**STATED PROBLEM A:**
Decide whether each statement (i), (ii), (iii) agrees with the review reply excerpt below. Answer yes or no for each and quote the deciding words. (i) The improvements mostly affect image areas that involve motion. (ii) The authors describe their contribution as a new architecture. (iii) The requested illustrative figure was added to the main text.
**STATED PROBLEM B:**
Name every scene mentioned in the review reply excerpt below.
**STATED PROBLEM C:**
Carry on the review reply excerpt below from its last line.

**EXTRACT TO READ:**
==================================================
A: Our approach effectively reduces unrealistic distortions, such as issues in the dynamic movements of fingers in the jumping jacks scene and structural artifacts in moving parts like the leg in the T-Rex scene, the knife in the lemon scene, and the slicer in the banana scene. These points are discussed in lines 415-417 and 463-466 of the main text. It is worth noting that our improvements primarily enhance image areas involving motion, which can skew the results based on the extent of movement presented in an image within each scene. To strengthen these claims, the latest revision now includes additional qualitative evidence in the supplementary material. This material features novel-view video reconstruction results that compare our model with baseline approaches, providing a clearer illustration of the advantages highlighted in the main text.

W7: There is a lack of an illustrative figure to show the main architecture of the proposed method, so the reader can only know how the idea is working till the end of the paper.

A: Thank you for this suggestion. We added such a visualization in the implementation details in the appendix section, included in the latest revision. We note that our framework contribution is not in proposing an architecture, in fact applicable to several types of model functions.

W8: There are too many equations or derivations in the main text. Although they are clear and I appreciate the details, too many derivations in the main text make the paper lose its main focus.
==================================================
**DATA ENTRIES:**

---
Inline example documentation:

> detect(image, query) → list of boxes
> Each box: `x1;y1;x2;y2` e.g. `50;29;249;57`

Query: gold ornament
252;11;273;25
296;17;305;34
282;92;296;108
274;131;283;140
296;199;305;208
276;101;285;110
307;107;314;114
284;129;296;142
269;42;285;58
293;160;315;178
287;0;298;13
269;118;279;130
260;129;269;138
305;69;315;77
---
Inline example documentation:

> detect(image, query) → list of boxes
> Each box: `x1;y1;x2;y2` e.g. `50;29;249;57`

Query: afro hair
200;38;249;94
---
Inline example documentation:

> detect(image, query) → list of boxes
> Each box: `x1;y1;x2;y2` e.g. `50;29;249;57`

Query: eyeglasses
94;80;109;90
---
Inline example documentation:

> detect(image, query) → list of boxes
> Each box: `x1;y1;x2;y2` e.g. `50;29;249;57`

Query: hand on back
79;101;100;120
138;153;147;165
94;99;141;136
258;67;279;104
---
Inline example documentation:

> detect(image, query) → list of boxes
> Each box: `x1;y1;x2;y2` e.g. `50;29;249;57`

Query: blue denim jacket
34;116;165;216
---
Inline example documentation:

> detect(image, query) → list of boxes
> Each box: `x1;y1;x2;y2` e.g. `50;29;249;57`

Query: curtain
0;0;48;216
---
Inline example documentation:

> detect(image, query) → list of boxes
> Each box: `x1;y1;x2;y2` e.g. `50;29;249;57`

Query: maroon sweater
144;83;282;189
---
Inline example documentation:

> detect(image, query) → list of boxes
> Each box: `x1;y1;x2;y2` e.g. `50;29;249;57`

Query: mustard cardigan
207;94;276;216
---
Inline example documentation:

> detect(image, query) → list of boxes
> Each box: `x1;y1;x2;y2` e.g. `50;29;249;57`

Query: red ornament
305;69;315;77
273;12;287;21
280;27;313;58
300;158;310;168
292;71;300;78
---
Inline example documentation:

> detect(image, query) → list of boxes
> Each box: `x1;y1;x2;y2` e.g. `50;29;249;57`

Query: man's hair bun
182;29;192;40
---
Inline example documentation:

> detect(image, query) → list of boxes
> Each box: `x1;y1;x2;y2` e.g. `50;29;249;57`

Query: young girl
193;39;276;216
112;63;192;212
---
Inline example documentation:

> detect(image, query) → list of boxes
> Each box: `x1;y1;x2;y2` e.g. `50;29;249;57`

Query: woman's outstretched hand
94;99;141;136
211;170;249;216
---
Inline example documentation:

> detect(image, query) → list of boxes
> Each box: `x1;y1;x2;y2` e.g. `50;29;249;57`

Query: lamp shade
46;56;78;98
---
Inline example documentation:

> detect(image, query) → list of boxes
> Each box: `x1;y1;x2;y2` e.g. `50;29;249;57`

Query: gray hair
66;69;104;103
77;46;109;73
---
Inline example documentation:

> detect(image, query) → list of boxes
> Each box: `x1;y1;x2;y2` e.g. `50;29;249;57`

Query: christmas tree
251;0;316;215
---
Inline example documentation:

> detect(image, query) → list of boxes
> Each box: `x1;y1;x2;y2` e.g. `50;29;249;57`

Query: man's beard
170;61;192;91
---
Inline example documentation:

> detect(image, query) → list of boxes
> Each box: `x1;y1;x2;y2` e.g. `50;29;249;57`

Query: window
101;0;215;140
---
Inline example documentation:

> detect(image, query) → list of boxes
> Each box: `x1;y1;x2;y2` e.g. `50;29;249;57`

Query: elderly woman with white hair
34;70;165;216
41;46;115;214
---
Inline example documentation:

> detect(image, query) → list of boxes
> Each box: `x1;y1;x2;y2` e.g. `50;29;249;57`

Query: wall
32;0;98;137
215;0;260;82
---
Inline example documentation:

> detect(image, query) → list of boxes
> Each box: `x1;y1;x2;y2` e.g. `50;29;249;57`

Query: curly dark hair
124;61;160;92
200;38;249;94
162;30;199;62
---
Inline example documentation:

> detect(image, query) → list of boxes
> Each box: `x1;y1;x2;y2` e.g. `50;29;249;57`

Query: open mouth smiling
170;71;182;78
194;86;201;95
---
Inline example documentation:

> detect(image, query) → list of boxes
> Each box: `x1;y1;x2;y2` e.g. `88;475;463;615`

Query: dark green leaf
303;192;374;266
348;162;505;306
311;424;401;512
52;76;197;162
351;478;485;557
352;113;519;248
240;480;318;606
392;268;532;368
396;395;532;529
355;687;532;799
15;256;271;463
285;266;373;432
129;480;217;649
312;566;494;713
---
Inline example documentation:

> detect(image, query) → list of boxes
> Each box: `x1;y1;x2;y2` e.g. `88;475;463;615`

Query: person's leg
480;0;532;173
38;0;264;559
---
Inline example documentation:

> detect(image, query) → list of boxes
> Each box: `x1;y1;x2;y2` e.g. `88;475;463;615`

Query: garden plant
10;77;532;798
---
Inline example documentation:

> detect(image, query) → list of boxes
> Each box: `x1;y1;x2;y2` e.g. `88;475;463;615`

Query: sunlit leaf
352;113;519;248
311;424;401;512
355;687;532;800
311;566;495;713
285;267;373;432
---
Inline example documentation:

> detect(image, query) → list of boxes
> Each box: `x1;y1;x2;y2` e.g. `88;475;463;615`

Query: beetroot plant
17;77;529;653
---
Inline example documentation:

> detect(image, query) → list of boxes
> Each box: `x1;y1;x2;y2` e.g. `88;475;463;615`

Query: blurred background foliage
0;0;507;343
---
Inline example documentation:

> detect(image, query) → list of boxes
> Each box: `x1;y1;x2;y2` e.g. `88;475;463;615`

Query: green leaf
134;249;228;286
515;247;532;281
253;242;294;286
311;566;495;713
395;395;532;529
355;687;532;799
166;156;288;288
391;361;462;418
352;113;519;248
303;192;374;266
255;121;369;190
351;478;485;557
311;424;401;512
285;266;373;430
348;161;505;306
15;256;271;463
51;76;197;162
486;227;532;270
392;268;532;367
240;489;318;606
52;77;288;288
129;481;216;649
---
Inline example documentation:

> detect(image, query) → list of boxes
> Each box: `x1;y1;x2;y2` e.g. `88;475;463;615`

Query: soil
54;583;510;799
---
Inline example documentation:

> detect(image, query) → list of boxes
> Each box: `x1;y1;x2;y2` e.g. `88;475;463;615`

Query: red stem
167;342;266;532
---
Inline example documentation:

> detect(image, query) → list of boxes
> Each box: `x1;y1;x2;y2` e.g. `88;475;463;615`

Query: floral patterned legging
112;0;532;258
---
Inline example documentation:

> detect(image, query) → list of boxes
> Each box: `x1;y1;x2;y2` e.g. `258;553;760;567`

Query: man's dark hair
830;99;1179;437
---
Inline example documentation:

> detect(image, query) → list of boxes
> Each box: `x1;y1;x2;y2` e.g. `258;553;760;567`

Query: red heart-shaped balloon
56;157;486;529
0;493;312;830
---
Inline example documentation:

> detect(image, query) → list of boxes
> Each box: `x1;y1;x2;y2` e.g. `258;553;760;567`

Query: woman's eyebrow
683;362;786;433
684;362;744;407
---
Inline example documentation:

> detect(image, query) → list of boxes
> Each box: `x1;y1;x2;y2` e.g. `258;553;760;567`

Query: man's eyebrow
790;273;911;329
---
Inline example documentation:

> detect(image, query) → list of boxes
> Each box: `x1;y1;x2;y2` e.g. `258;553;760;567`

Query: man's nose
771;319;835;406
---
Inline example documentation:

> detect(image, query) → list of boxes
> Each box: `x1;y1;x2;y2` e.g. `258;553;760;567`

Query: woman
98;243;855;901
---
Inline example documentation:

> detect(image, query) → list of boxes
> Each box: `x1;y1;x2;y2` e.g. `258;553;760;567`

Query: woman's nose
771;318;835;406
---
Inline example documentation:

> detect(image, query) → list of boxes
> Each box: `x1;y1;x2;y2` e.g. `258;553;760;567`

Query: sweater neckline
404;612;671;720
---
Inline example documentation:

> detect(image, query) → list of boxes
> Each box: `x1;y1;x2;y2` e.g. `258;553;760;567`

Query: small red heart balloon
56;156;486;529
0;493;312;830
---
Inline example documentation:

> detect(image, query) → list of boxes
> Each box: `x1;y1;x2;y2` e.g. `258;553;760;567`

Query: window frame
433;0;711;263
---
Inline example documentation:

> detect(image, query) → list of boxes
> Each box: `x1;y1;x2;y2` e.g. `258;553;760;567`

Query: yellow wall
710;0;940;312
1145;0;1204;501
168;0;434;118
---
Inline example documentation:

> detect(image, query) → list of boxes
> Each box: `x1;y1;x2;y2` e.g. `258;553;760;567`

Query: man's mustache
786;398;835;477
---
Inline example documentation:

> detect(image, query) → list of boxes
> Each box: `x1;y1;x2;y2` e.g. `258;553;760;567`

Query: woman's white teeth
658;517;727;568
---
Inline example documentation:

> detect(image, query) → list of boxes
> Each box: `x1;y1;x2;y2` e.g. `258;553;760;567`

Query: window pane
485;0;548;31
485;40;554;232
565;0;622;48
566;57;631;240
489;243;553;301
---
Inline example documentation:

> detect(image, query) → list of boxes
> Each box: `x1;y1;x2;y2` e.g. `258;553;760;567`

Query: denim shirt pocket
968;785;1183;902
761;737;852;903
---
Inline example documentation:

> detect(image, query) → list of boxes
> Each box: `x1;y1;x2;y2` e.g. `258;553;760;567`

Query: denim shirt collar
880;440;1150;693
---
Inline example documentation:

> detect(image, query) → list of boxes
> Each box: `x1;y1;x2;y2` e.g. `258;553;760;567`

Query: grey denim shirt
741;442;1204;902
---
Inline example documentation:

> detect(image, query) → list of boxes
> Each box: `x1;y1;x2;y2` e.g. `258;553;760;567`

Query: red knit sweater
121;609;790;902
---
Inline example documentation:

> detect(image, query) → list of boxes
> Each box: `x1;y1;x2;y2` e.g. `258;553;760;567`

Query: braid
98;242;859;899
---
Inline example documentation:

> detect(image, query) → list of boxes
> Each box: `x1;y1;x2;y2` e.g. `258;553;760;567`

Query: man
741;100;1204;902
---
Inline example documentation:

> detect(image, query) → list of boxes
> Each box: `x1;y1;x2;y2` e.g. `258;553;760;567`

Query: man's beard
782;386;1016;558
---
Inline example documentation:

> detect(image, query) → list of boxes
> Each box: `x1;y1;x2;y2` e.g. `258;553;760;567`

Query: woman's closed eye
==================================================
**EXPECTED ANSWER A:**
(i) Yes: "our improvements primarily enhance image areas involving motion"
(ii) No: "our framework contribution is not in proposing an architecture"
(iii) No: "We added such a visualization in the implementation details in the appendix section"

**EXPECTED ANSWER B:**
jumping jacks, T-Rex, lemon, banana

**EXPECTED ANSWER C:**
A: We revised the method section to make it as concise as possible, which led to some simplifications in the mathematical descriptions of the derivations. However, we could not completely eliminate any of them. We would be happy to consider more specific examples if available.

W9: There are inconsistent baseline names in text and tables, for example, 3D Geometry-aware Deformable Gaussians is called DAG in main text but GA3D in the table.

A: Thank you for taking time to spot this. We fixed these inconsistencies, incorporated into the latest revision.

2024-11-20

Q1: Why the baseline numbers in the table not the same as the published version? According to the published version of D3G and GA3D papers, the performance of this paper is actually on the same level.

A: For D3G, we utilized the official public code and re-ran the evaluation. It’s important to note that when applying the ReMatching loss, we followed the exact same training protocol as D3G (see line 378), with the only difference being the inclusion of the ReMatching loss. For GA3D, we obtained the source code from the authors and re-ran the evaluation to account for two key differences from the original GA3D evaluation protocol: i) background pixel colors, and ii) image resolution (see lines 432-433). We assure the reviewers that we will make our code publicly available to allow further validation of this evaluation.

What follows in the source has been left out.